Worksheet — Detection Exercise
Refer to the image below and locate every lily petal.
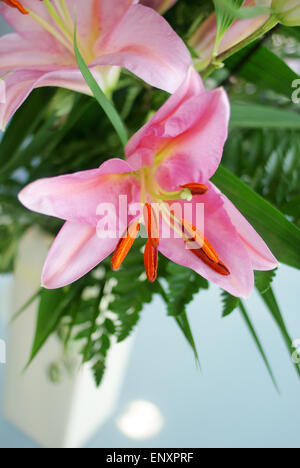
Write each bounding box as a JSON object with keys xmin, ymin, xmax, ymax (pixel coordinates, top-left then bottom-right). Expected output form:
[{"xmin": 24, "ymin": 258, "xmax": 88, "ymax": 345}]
[
  {"xmin": 42, "ymin": 221, "xmax": 118, "ymax": 289},
  {"xmin": 92, "ymin": 4, "xmax": 192, "ymax": 94},
  {"xmin": 126, "ymin": 67, "xmax": 205, "ymax": 169},
  {"xmin": 215, "ymin": 185, "xmax": 279, "ymax": 271},
  {"xmin": 140, "ymin": 0, "xmax": 178, "ymax": 14},
  {"xmin": 65, "ymin": 0, "xmax": 138, "ymax": 56},
  {"xmin": 0, "ymin": 0, "xmax": 68, "ymax": 55},
  {"xmin": 156, "ymin": 88, "xmax": 230, "ymax": 189},
  {"xmin": 189, "ymin": 0, "xmax": 271, "ymax": 68},
  {"xmin": 19, "ymin": 159, "xmax": 140, "ymax": 227},
  {"xmin": 0, "ymin": 67, "xmax": 115, "ymax": 129},
  {"xmin": 126, "ymin": 76, "xmax": 229, "ymax": 185},
  {"xmin": 0, "ymin": 33, "xmax": 72, "ymax": 72},
  {"xmin": 158, "ymin": 186, "xmax": 254, "ymax": 298}
]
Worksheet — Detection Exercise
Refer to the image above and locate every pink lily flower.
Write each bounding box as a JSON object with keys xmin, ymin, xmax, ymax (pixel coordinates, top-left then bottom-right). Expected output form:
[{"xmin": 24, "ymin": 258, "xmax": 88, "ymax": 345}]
[
  {"xmin": 189, "ymin": 0, "xmax": 271, "ymax": 69},
  {"xmin": 18, "ymin": 68, "xmax": 278, "ymax": 298},
  {"xmin": 0, "ymin": 0, "xmax": 192, "ymax": 129},
  {"xmin": 140, "ymin": 0, "xmax": 178, "ymax": 14}
]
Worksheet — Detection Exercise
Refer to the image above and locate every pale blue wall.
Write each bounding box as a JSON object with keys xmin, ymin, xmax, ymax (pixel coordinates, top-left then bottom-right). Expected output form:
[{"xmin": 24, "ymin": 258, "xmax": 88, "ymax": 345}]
[{"xmin": 1, "ymin": 265, "xmax": 300, "ymax": 448}]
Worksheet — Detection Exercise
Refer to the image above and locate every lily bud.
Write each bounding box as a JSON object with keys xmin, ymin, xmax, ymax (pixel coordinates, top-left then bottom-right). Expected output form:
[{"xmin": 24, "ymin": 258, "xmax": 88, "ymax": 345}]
[
  {"xmin": 272, "ymin": 0, "xmax": 300, "ymax": 26},
  {"xmin": 189, "ymin": 0, "xmax": 271, "ymax": 70},
  {"xmin": 140, "ymin": 0, "xmax": 178, "ymax": 15}
]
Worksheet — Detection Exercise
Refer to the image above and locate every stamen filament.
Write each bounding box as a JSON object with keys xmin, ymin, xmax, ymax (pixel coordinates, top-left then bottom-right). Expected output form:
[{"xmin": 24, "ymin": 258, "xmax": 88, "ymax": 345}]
[
  {"xmin": 43, "ymin": 0, "xmax": 73, "ymax": 41},
  {"xmin": 27, "ymin": 8, "xmax": 74, "ymax": 53},
  {"xmin": 54, "ymin": 0, "xmax": 73, "ymax": 30}
]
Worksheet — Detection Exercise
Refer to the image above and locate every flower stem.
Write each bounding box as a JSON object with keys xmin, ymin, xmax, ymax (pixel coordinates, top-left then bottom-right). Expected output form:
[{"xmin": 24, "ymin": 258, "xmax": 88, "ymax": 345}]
[{"xmin": 200, "ymin": 16, "xmax": 279, "ymax": 78}]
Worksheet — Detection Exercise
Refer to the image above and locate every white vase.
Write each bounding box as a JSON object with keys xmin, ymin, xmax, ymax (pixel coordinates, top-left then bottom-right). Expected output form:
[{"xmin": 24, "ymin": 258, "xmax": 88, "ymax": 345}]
[{"xmin": 3, "ymin": 228, "xmax": 134, "ymax": 448}]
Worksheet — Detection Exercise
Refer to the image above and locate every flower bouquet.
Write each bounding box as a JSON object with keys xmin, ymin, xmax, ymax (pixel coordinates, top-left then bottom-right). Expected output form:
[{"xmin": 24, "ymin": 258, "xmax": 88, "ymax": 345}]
[{"xmin": 1, "ymin": 0, "xmax": 300, "ymax": 389}]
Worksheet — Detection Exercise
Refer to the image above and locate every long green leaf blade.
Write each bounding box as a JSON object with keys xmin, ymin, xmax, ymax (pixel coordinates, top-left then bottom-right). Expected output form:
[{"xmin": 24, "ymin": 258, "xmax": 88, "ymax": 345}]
[
  {"xmin": 226, "ymin": 45, "xmax": 299, "ymax": 98},
  {"xmin": 230, "ymin": 103, "xmax": 300, "ymax": 129},
  {"xmin": 259, "ymin": 287, "xmax": 300, "ymax": 378},
  {"xmin": 239, "ymin": 301, "xmax": 279, "ymax": 392},
  {"xmin": 74, "ymin": 29, "xmax": 128, "ymax": 146}
]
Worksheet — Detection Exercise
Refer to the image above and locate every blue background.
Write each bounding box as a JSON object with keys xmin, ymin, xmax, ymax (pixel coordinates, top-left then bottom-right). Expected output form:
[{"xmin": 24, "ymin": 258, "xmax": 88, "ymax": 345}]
[{"xmin": 1, "ymin": 264, "xmax": 300, "ymax": 448}]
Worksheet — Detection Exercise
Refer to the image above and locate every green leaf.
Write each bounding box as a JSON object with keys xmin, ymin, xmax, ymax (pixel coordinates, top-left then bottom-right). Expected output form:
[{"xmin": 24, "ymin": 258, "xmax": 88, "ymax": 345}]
[
  {"xmin": 74, "ymin": 27, "xmax": 128, "ymax": 146},
  {"xmin": 10, "ymin": 288, "xmax": 42, "ymax": 323},
  {"xmin": 259, "ymin": 287, "xmax": 300, "ymax": 378},
  {"xmin": 0, "ymin": 93, "xmax": 92, "ymax": 181},
  {"xmin": 0, "ymin": 88, "xmax": 55, "ymax": 166},
  {"xmin": 165, "ymin": 263, "xmax": 209, "ymax": 317},
  {"xmin": 239, "ymin": 301, "xmax": 279, "ymax": 391},
  {"xmin": 26, "ymin": 289, "xmax": 65, "ymax": 367},
  {"xmin": 226, "ymin": 45, "xmax": 299, "ymax": 98},
  {"xmin": 230, "ymin": 103, "xmax": 300, "ymax": 129},
  {"xmin": 236, "ymin": 6, "xmax": 270, "ymax": 19},
  {"xmin": 212, "ymin": 165, "xmax": 300, "ymax": 269},
  {"xmin": 92, "ymin": 360, "xmax": 106, "ymax": 387},
  {"xmin": 174, "ymin": 311, "xmax": 201, "ymax": 368},
  {"xmin": 255, "ymin": 269, "xmax": 277, "ymax": 294},
  {"xmin": 213, "ymin": 0, "xmax": 244, "ymax": 56},
  {"xmin": 82, "ymin": 285, "xmax": 105, "ymax": 363},
  {"xmin": 221, "ymin": 290, "xmax": 240, "ymax": 317},
  {"xmin": 106, "ymin": 240, "xmax": 158, "ymax": 342}
]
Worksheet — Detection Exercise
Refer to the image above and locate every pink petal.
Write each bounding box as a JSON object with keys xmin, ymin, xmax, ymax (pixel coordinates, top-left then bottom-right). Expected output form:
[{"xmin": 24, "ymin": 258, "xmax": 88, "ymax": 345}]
[
  {"xmin": 140, "ymin": 0, "xmax": 178, "ymax": 14},
  {"xmin": 155, "ymin": 87, "xmax": 230, "ymax": 189},
  {"xmin": 126, "ymin": 79, "xmax": 229, "ymax": 184},
  {"xmin": 215, "ymin": 184, "xmax": 279, "ymax": 271},
  {"xmin": 65, "ymin": 0, "xmax": 138, "ymax": 56},
  {"xmin": 0, "ymin": 0, "xmax": 69, "ymax": 56},
  {"xmin": 190, "ymin": 0, "xmax": 270, "ymax": 65},
  {"xmin": 126, "ymin": 67, "xmax": 204, "ymax": 167},
  {"xmin": 92, "ymin": 4, "xmax": 192, "ymax": 94},
  {"xmin": 19, "ymin": 159, "xmax": 140, "ymax": 227},
  {"xmin": 0, "ymin": 33, "xmax": 72, "ymax": 72},
  {"xmin": 0, "ymin": 67, "xmax": 109, "ymax": 129},
  {"xmin": 158, "ymin": 185, "xmax": 254, "ymax": 298},
  {"xmin": 42, "ymin": 221, "xmax": 118, "ymax": 289}
]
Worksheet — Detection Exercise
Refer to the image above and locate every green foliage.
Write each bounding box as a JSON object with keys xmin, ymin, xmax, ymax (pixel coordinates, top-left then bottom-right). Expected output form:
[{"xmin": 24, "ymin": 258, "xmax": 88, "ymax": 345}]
[
  {"xmin": 239, "ymin": 301, "xmax": 279, "ymax": 391},
  {"xmin": 221, "ymin": 291, "xmax": 240, "ymax": 317},
  {"xmin": 165, "ymin": 263, "xmax": 209, "ymax": 317},
  {"xmin": 74, "ymin": 27, "xmax": 128, "ymax": 147},
  {"xmin": 259, "ymin": 287, "xmax": 300, "ymax": 378},
  {"xmin": 255, "ymin": 269, "xmax": 277, "ymax": 294},
  {"xmin": 225, "ymin": 44, "xmax": 299, "ymax": 98}
]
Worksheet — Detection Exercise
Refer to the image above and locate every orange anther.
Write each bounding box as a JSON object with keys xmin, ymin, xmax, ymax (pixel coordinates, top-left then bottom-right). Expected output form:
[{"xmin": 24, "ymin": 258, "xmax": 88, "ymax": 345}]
[
  {"xmin": 144, "ymin": 239, "xmax": 158, "ymax": 283},
  {"xmin": 180, "ymin": 183, "xmax": 208, "ymax": 196},
  {"xmin": 2, "ymin": 0, "xmax": 28, "ymax": 14},
  {"xmin": 111, "ymin": 221, "xmax": 140, "ymax": 271},
  {"xmin": 144, "ymin": 203, "xmax": 160, "ymax": 247}
]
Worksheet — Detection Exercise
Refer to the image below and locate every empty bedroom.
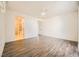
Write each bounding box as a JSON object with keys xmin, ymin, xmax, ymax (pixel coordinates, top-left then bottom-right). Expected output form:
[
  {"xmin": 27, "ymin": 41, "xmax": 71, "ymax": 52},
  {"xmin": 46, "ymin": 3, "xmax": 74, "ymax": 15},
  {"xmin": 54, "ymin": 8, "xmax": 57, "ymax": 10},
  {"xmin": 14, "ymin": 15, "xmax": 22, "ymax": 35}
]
[{"xmin": 0, "ymin": 1, "xmax": 78, "ymax": 57}]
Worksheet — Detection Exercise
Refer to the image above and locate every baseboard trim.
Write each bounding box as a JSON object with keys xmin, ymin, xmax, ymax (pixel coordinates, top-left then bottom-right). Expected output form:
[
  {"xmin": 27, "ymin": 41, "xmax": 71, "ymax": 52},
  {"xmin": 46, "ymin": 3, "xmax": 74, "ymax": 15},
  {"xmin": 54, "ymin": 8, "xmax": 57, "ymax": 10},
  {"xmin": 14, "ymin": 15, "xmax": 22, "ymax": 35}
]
[
  {"xmin": 5, "ymin": 35, "xmax": 39, "ymax": 43},
  {"xmin": 39, "ymin": 34, "xmax": 78, "ymax": 42}
]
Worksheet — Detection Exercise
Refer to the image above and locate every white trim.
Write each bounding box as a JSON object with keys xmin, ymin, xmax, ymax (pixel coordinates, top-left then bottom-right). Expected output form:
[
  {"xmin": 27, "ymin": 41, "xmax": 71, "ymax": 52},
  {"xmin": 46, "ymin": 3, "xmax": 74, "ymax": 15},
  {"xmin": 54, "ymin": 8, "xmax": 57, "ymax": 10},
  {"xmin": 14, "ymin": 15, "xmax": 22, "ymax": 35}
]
[{"xmin": 39, "ymin": 33, "xmax": 78, "ymax": 42}]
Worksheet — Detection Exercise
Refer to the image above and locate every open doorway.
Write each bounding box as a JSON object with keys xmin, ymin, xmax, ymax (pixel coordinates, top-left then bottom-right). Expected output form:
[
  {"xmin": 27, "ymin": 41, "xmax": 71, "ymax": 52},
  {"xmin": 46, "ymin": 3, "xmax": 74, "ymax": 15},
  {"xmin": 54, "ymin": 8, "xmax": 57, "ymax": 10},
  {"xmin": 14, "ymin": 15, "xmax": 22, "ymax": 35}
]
[{"xmin": 15, "ymin": 16, "xmax": 24, "ymax": 40}]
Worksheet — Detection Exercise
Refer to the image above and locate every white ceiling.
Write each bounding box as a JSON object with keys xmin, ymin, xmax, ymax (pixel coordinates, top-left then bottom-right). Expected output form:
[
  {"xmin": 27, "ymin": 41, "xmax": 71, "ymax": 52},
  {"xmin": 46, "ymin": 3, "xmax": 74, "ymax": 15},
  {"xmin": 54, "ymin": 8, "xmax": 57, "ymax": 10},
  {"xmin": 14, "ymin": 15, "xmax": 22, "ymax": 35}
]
[{"xmin": 7, "ymin": 1, "xmax": 78, "ymax": 19}]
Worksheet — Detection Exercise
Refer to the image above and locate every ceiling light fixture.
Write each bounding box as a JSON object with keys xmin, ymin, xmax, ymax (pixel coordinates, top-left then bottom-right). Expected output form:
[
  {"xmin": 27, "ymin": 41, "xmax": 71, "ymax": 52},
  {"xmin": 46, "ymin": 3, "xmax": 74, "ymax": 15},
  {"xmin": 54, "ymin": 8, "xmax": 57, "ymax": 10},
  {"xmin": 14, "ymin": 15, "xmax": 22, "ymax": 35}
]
[
  {"xmin": 41, "ymin": 12, "xmax": 46, "ymax": 16},
  {"xmin": 41, "ymin": 8, "xmax": 47, "ymax": 16},
  {"xmin": 0, "ymin": 1, "xmax": 6, "ymax": 13}
]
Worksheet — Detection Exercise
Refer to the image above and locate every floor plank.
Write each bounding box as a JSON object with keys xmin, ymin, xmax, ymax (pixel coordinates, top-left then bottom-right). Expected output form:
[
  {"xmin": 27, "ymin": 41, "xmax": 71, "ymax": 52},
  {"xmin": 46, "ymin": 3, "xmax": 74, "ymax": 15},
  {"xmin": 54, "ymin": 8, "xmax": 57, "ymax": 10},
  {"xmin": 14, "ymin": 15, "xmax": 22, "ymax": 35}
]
[{"xmin": 2, "ymin": 35, "xmax": 78, "ymax": 57}]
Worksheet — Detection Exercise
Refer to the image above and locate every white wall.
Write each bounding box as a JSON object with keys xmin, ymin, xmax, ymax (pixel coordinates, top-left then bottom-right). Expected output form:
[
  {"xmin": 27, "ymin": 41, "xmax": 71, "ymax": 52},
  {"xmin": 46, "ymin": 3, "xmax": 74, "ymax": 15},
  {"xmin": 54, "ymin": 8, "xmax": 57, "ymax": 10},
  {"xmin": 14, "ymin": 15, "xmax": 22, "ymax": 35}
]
[
  {"xmin": 39, "ymin": 11, "xmax": 77, "ymax": 41},
  {"xmin": 6, "ymin": 11, "xmax": 39, "ymax": 42},
  {"xmin": 0, "ymin": 13, "xmax": 5, "ymax": 56},
  {"xmin": 24, "ymin": 16, "xmax": 39, "ymax": 38}
]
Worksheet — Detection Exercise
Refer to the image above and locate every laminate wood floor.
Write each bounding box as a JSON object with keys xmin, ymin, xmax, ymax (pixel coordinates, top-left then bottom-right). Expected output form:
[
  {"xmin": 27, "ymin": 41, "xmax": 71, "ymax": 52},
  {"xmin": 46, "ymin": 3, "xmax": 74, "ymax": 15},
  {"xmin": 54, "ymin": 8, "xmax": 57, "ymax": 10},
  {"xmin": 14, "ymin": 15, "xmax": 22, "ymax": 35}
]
[{"xmin": 2, "ymin": 35, "xmax": 78, "ymax": 57}]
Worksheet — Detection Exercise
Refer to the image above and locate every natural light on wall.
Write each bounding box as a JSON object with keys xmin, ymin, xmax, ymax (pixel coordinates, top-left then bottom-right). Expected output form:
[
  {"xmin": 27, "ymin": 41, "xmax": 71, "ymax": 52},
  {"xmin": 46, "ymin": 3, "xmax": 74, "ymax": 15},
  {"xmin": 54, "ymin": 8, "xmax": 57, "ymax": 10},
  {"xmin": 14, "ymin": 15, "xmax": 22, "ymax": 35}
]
[{"xmin": 15, "ymin": 16, "xmax": 24, "ymax": 40}]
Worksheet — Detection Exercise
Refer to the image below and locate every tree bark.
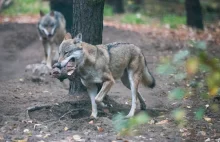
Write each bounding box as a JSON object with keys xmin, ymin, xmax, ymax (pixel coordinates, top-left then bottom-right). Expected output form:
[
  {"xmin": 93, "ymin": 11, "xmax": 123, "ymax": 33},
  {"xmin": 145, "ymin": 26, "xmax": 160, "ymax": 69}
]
[
  {"xmin": 185, "ymin": 0, "xmax": 204, "ymax": 30},
  {"xmin": 72, "ymin": 0, "xmax": 105, "ymax": 45},
  {"xmin": 69, "ymin": 0, "xmax": 105, "ymax": 95},
  {"xmin": 49, "ymin": 0, "xmax": 73, "ymax": 33},
  {"xmin": 106, "ymin": 0, "xmax": 124, "ymax": 14}
]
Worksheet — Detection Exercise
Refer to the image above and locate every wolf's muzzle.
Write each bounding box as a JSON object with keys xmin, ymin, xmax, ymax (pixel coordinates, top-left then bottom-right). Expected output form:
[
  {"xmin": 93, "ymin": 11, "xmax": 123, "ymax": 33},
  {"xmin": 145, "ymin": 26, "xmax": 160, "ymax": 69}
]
[{"xmin": 53, "ymin": 62, "xmax": 62, "ymax": 69}]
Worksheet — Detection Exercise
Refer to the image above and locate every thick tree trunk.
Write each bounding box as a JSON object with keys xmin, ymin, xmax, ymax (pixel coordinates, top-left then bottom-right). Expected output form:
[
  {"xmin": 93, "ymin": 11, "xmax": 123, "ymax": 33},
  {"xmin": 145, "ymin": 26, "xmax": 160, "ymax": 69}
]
[
  {"xmin": 68, "ymin": 0, "xmax": 105, "ymax": 95},
  {"xmin": 52, "ymin": 0, "xmax": 104, "ymax": 95},
  {"xmin": 72, "ymin": 0, "xmax": 105, "ymax": 45},
  {"xmin": 49, "ymin": 0, "xmax": 73, "ymax": 33},
  {"xmin": 106, "ymin": 0, "xmax": 124, "ymax": 14},
  {"xmin": 185, "ymin": 0, "xmax": 204, "ymax": 30}
]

_EXERCISE_
State how many lines in the records above contain the word "green", and give only that number.

_ANSWER SECTION_
3